TO DO: Swap "black pepper" for "white pepper" in the rows between the line holding "of the ground" and the line holding "Query: ground black pepper", inclusive, and reproduce only those lines with nothing else altered.

===== AVAILABLE DATA

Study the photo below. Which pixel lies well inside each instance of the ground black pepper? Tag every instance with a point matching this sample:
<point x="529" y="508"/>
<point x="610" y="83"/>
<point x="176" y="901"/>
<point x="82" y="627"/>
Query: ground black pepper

==========
===== AVAILABLE DATA

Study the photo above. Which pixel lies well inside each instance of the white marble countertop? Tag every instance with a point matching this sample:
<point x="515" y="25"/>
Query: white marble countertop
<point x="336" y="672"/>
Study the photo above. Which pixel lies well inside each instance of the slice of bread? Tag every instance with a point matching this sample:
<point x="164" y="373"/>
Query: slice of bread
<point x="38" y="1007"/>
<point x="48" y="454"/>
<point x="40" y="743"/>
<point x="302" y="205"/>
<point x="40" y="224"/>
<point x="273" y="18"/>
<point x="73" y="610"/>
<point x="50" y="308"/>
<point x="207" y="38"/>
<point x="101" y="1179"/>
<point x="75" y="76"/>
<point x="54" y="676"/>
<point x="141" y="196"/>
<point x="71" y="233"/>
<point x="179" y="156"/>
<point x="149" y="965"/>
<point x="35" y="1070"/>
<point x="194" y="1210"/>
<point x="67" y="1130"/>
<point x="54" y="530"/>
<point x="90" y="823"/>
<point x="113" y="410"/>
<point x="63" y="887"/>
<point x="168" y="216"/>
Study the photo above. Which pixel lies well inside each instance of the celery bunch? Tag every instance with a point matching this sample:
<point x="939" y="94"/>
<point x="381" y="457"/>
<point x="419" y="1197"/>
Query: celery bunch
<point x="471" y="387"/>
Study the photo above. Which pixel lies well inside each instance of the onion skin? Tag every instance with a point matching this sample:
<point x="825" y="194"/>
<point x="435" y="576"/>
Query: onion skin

==========
===== AVAILABLE DATA

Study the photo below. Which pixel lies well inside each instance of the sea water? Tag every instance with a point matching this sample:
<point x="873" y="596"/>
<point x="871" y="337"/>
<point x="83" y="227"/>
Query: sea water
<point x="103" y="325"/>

==========

CORRECT RESPONSE:
Study the photo below. Which pixel lies well inside each instance of the ground white pepper? Tag every instance with a point matching this sample:
<point x="529" y="508"/>
<point x="610" y="83"/>
<point x="176" y="901"/>
<point x="82" y="627"/>
Query: ground white pepper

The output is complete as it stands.